**Work request:** As the answer, set down the lines below from the one containing "Target: side window" through the one containing "Target: turn signal lens", exactly and inclusively, and no others.

Extracted material START

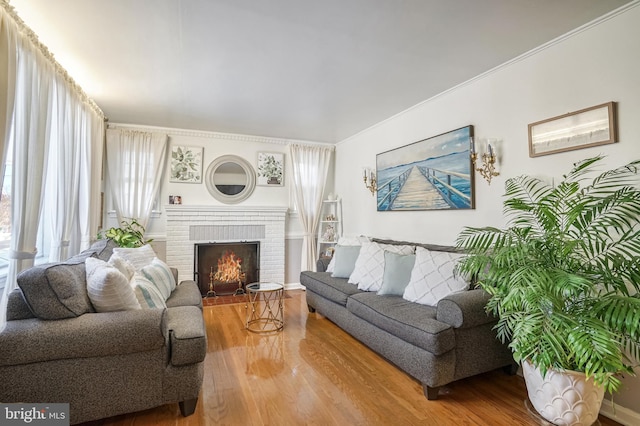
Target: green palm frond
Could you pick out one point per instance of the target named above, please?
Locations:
(564, 275)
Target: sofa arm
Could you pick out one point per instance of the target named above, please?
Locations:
(90, 335)
(322, 264)
(185, 330)
(464, 309)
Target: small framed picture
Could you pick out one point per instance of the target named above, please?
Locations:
(588, 127)
(186, 164)
(270, 169)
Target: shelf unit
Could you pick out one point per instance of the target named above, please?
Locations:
(330, 228)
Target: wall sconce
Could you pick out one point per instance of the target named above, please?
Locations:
(370, 180)
(487, 169)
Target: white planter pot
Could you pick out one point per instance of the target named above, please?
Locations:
(563, 397)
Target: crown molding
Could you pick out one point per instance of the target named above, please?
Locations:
(214, 135)
(619, 11)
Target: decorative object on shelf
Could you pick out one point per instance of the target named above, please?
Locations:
(370, 180)
(563, 275)
(270, 169)
(575, 130)
(329, 234)
(129, 234)
(330, 227)
(186, 164)
(431, 174)
(488, 167)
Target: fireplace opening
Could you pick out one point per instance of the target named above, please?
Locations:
(226, 268)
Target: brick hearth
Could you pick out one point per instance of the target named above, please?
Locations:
(190, 225)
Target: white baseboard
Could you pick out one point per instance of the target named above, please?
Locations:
(294, 286)
(620, 414)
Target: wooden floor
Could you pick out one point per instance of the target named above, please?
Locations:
(313, 373)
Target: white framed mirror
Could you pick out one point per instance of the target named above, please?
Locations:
(230, 179)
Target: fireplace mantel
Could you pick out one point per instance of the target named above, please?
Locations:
(188, 225)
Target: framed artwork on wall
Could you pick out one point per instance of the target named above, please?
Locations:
(186, 164)
(575, 130)
(431, 174)
(270, 169)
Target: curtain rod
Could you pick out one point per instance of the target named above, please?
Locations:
(27, 32)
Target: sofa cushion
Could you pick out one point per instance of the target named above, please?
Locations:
(108, 288)
(103, 249)
(344, 261)
(56, 290)
(433, 278)
(369, 268)
(412, 322)
(335, 289)
(17, 307)
(186, 293)
(147, 293)
(345, 241)
(160, 274)
(123, 265)
(397, 272)
(139, 257)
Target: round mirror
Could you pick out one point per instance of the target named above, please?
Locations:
(230, 179)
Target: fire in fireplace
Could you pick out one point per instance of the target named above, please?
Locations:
(226, 268)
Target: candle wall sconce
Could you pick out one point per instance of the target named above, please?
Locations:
(369, 178)
(488, 158)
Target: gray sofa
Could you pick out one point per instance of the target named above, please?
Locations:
(435, 345)
(102, 364)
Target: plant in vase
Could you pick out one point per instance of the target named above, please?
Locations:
(129, 234)
(564, 278)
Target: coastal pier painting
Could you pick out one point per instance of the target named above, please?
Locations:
(431, 174)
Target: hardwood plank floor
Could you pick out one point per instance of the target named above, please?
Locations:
(313, 373)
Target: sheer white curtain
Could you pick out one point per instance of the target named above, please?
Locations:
(310, 168)
(90, 198)
(7, 82)
(135, 162)
(32, 85)
(71, 185)
(30, 126)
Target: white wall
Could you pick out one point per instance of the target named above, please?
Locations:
(215, 145)
(599, 64)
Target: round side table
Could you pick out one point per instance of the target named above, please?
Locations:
(265, 312)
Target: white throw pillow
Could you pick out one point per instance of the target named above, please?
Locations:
(369, 268)
(160, 274)
(147, 293)
(432, 277)
(122, 265)
(108, 288)
(397, 273)
(139, 257)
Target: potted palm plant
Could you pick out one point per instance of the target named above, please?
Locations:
(564, 277)
(130, 233)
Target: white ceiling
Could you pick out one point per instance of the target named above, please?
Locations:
(319, 70)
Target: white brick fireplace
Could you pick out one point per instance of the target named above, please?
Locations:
(189, 225)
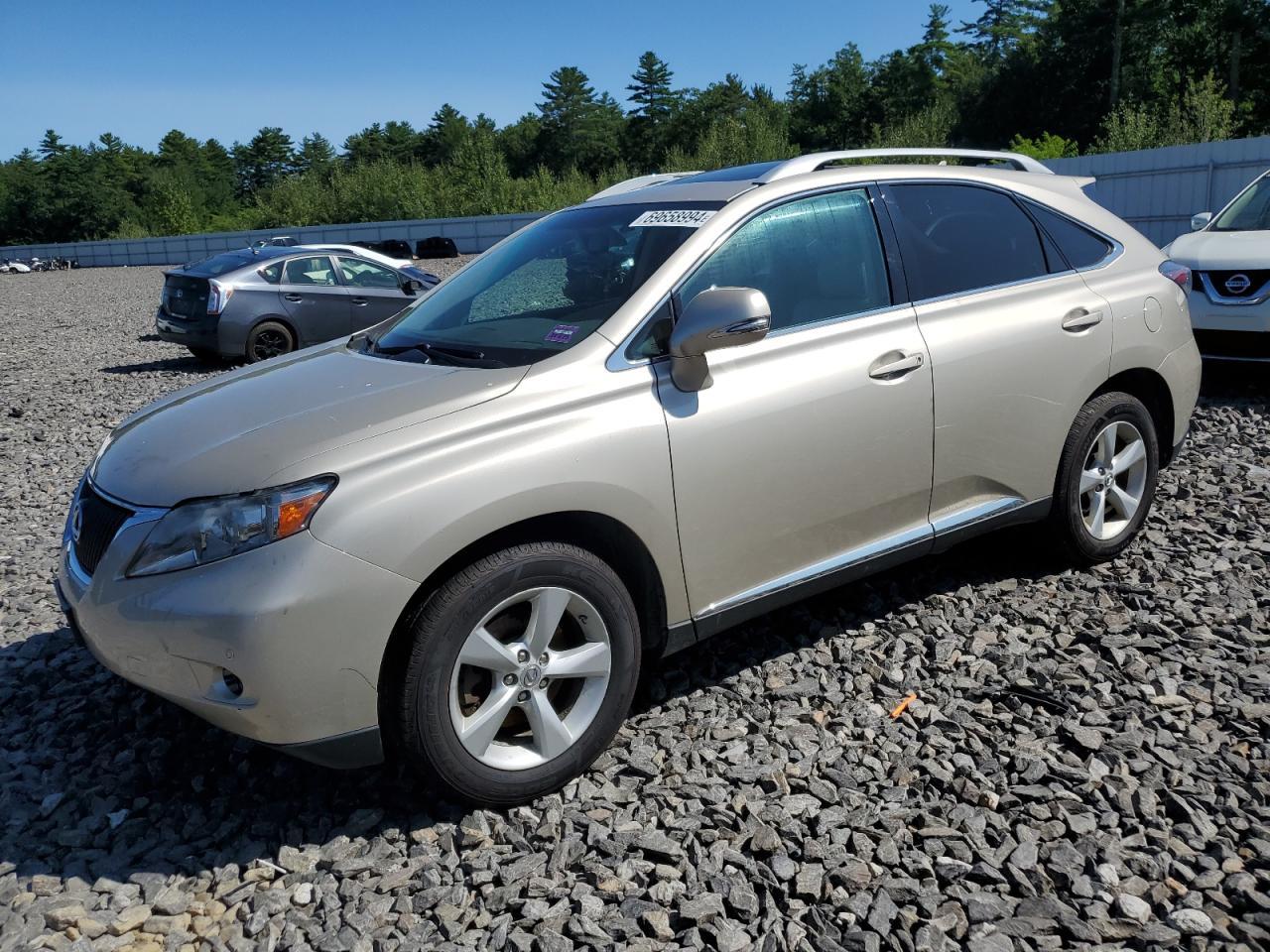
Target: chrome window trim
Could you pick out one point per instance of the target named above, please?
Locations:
(140, 516)
(1216, 298)
(617, 361)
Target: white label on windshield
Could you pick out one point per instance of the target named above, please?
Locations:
(674, 218)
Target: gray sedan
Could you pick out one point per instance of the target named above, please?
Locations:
(261, 302)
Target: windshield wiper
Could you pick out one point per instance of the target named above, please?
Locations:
(440, 353)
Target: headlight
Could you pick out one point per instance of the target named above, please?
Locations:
(208, 530)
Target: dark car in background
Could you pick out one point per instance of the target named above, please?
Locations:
(261, 302)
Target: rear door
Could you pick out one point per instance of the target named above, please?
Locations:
(1017, 343)
(314, 298)
(373, 291)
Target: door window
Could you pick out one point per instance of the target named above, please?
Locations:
(815, 259)
(956, 239)
(310, 271)
(365, 275)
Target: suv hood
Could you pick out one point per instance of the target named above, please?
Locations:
(235, 431)
(1222, 250)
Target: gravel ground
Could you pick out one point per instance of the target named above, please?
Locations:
(1084, 765)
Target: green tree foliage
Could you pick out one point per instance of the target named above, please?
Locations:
(654, 103)
(1039, 75)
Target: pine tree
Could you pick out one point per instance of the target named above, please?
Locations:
(654, 102)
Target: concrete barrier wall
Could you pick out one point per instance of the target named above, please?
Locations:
(1155, 189)
(1159, 189)
(470, 235)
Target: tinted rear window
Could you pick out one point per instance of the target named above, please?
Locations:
(956, 239)
(218, 264)
(1080, 246)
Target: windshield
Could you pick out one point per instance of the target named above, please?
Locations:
(547, 289)
(1250, 211)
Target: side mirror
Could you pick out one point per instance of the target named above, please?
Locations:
(712, 320)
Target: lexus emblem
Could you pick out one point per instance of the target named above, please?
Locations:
(1238, 284)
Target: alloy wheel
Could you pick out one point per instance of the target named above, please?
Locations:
(1112, 480)
(530, 678)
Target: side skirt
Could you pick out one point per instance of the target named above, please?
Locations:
(945, 534)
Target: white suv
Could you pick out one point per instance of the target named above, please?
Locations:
(1229, 261)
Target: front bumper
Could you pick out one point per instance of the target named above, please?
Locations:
(200, 333)
(302, 625)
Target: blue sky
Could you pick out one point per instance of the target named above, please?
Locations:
(141, 67)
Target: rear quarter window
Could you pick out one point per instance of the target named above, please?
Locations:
(1080, 246)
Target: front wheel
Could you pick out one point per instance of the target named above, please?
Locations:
(520, 671)
(270, 339)
(1106, 477)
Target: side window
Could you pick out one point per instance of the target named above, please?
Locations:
(959, 239)
(654, 339)
(310, 271)
(365, 275)
(1080, 246)
(815, 258)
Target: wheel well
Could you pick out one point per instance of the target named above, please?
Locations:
(602, 535)
(275, 318)
(1151, 389)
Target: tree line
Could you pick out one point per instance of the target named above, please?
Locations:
(1046, 77)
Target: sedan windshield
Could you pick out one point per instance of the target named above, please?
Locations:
(545, 290)
(1250, 211)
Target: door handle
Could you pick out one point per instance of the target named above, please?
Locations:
(1080, 318)
(897, 367)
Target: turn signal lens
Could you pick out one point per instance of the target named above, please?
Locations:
(294, 513)
(1176, 273)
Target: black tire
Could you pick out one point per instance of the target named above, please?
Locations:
(1067, 517)
(417, 715)
(270, 339)
(204, 354)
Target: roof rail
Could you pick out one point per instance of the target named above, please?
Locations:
(818, 160)
(642, 181)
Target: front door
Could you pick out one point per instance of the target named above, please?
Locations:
(812, 449)
(314, 299)
(1017, 339)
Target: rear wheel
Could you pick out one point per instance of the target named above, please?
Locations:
(520, 671)
(1106, 477)
(270, 339)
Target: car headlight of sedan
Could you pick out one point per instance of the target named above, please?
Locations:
(208, 530)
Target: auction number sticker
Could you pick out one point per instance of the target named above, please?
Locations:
(674, 218)
(562, 333)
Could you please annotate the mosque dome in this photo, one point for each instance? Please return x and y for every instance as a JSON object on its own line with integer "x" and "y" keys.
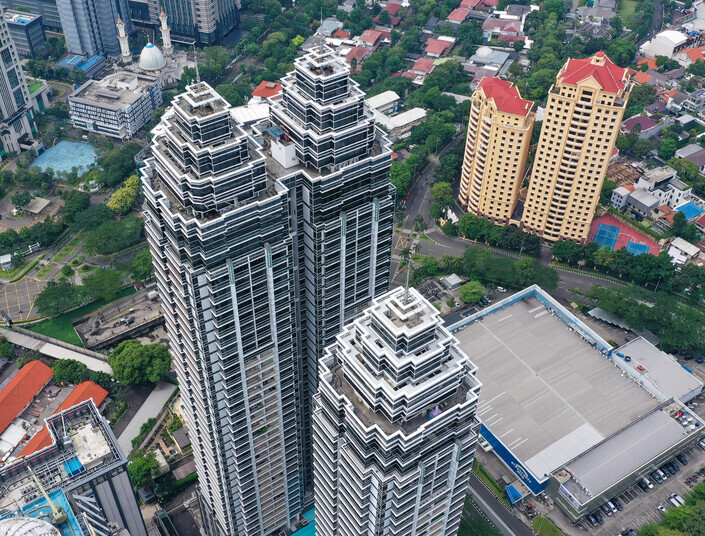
{"x": 27, "y": 526}
{"x": 151, "y": 58}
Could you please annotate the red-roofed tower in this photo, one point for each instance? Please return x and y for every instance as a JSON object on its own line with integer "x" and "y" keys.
{"x": 583, "y": 114}
{"x": 499, "y": 134}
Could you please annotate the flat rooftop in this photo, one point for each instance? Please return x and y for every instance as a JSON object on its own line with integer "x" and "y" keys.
{"x": 659, "y": 368}
{"x": 114, "y": 91}
{"x": 547, "y": 393}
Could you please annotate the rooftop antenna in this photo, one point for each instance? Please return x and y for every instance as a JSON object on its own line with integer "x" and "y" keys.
{"x": 198, "y": 75}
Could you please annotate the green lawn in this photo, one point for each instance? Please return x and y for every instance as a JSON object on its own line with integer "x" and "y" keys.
{"x": 543, "y": 527}
{"x": 61, "y": 327}
{"x": 626, "y": 9}
{"x": 491, "y": 483}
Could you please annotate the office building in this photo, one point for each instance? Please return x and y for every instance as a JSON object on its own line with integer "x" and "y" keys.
{"x": 583, "y": 114}
{"x": 204, "y": 23}
{"x": 394, "y": 424}
{"x": 264, "y": 239}
{"x": 16, "y": 119}
{"x": 118, "y": 105}
{"x": 567, "y": 414}
{"x": 499, "y": 135}
{"x": 46, "y": 9}
{"x": 89, "y": 26}
{"x": 83, "y": 472}
{"x": 26, "y": 31}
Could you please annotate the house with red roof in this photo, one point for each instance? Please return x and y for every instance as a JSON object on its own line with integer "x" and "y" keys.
{"x": 370, "y": 37}
{"x": 268, "y": 90}
{"x": 609, "y": 77}
{"x": 82, "y": 392}
{"x": 501, "y": 27}
{"x": 423, "y": 66}
{"x": 21, "y": 390}
{"x": 458, "y": 15}
{"x": 435, "y": 48}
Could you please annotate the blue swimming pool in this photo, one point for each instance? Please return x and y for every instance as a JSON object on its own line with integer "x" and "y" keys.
{"x": 310, "y": 529}
{"x": 65, "y": 155}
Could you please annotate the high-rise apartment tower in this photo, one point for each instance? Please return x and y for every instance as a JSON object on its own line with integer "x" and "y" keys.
{"x": 15, "y": 107}
{"x": 264, "y": 240}
{"x": 499, "y": 135}
{"x": 580, "y": 127}
{"x": 89, "y": 25}
{"x": 394, "y": 424}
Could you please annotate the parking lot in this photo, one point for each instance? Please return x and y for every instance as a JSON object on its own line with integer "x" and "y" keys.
{"x": 641, "y": 508}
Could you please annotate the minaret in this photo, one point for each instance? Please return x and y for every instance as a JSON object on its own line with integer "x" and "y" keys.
{"x": 167, "y": 47}
{"x": 125, "y": 54}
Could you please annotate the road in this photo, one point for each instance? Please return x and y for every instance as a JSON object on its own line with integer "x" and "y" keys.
{"x": 496, "y": 511}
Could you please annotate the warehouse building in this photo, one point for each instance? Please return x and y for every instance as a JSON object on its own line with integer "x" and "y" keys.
{"x": 565, "y": 412}
{"x": 118, "y": 105}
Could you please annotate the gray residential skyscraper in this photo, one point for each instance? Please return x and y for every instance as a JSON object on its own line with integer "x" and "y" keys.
{"x": 264, "y": 240}
{"x": 89, "y": 25}
{"x": 394, "y": 424}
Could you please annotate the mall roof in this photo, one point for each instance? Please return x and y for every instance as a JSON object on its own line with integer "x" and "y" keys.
{"x": 20, "y": 391}
{"x": 82, "y": 392}
{"x": 609, "y": 76}
{"x": 505, "y": 96}
{"x": 548, "y": 395}
{"x": 661, "y": 369}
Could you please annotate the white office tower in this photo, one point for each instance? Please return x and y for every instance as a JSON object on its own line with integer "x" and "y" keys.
{"x": 219, "y": 233}
{"x": 394, "y": 430}
{"x": 325, "y": 147}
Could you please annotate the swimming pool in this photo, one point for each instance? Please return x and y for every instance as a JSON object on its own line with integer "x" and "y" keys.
{"x": 65, "y": 155}
{"x": 310, "y": 529}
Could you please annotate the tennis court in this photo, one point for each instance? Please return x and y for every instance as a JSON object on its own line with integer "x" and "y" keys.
{"x": 614, "y": 234}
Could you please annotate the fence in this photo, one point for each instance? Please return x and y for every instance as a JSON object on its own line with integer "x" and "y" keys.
{"x": 57, "y": 342}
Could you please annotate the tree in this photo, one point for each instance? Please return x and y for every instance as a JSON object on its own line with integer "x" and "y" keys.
{"x": 136, "y": 364}
{"x": 21, "y": 199}
{"x": 471, "y": 292}
{"x": 70, "y": 371}
{"x": 667, "y": 148}
{"x": 143, "y": 468}
{"x": 57, "y": 298}
{"x": 141, "y": 267}
{"x": 122, "y": 200}
{"x": 103, "y": 284}
{"x": 75, "y": 201}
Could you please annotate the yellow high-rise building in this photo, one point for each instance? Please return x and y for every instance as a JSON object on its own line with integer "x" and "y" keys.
{"x": 499, "y": 135}
{"x": 580, "y": 127}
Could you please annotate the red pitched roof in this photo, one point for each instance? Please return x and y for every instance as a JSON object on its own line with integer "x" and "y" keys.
{"x": 423, "y": 65}
{"x": 609, "y": 76}
{"x": 459, "y": 14}
{"x": 437, "y": 46}
{"x": 267, "y": 89}
{"x": 392, "y": 7}
{"x": 370, "y": 36}
{"x": 505, "y": 96}
{"x": 20, "y": 391}
{"x": 82, "y": 392}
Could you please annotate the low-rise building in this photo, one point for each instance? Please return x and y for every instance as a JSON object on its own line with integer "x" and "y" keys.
{"x": 26, "y": 31}
{"x": 681, "y": 251}
{"x": 118, "y": 105}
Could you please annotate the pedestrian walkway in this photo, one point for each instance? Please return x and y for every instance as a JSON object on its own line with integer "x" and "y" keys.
{"x": 57, "y": 352}
{"x": 150, "y": 409}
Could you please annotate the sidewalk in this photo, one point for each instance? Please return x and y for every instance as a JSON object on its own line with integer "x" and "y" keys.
{"x": 151, "y": 408}
{"x": 55, "y": 351}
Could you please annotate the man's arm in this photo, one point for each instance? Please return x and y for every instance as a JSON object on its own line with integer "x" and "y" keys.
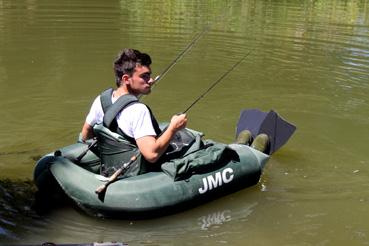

Extracted material END

**Solution:**
Target: side window
Could you pick out one point per instance of the target named above, please?
Locations:
(959, 239)
(654, 339)
(310, 271)
(365, 275)
(1080, 246)
(815, 258)
Target: wheel well
Could you pick out one point per instance of the target named above, please?
Locations:
(602, 535)
(275, 318)
(1151, 389)
Target: tree line
Could you pick out one point per instance of the target named above, please?
Locations:
(1046, 77)
Target: sedan windshield
Could you pick out one point per instance of the target named above, please?
Locations:
(545, 290)
(1250, 211)
Target: door handle
Could you pick out one point per instance of the target named above, please?
Locations:
(1080, 318)
(897, 367)
Target: turn signal lens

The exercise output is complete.